> _EXTRACTED MATERIAL_:
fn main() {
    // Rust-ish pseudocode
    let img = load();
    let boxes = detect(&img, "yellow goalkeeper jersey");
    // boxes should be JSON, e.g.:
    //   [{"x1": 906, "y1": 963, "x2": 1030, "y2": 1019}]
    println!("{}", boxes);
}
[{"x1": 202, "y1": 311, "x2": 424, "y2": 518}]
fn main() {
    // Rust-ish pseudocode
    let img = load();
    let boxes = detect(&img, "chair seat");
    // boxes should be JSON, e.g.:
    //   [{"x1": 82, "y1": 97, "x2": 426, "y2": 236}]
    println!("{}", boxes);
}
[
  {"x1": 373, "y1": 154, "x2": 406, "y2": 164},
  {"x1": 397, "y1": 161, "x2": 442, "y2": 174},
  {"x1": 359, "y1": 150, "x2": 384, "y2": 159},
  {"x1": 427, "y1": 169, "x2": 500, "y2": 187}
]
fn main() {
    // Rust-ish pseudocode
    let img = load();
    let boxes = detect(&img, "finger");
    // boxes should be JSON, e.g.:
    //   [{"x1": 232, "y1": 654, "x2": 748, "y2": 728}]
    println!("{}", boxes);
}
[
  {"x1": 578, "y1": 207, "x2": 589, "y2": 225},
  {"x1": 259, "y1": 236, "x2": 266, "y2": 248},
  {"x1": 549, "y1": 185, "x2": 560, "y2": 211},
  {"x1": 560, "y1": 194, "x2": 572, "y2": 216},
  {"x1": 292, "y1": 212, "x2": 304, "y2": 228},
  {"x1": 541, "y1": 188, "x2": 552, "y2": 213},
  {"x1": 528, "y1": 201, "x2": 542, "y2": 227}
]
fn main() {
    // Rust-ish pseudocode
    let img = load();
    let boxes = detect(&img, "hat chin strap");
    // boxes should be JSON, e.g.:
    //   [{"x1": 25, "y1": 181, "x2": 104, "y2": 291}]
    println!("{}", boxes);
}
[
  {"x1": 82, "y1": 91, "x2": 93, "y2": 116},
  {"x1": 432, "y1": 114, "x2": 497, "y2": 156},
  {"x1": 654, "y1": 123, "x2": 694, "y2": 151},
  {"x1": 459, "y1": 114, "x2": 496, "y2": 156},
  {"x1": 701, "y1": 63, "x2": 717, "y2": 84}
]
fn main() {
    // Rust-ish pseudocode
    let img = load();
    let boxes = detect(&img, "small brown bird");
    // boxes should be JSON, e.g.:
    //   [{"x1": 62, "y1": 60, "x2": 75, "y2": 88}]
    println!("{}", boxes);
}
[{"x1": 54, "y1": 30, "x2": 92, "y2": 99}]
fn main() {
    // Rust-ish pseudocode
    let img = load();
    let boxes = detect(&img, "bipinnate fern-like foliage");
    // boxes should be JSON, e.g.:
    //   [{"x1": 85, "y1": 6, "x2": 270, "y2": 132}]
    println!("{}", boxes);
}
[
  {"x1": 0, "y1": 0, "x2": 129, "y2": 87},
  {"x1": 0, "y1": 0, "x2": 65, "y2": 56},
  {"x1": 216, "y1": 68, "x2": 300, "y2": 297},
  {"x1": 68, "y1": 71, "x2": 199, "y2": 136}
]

> _EXERCISE BRIEF_:
The answer must consist of every line from the data that contains the word "detect".

> _WRITTEN SOLUTION_:
    let boxes = detect(&img, "yellow goalkeeper jersey");
    let boxes = detect(&img, "chair seat");
    let boxes = detect(&img, "finger");
    let boxes = detect(&img, "hat chin strap");
    let boxes = detect(&img, "small brown bird");
    let boxes = detect(&img, "bipinnate fern-like foliage");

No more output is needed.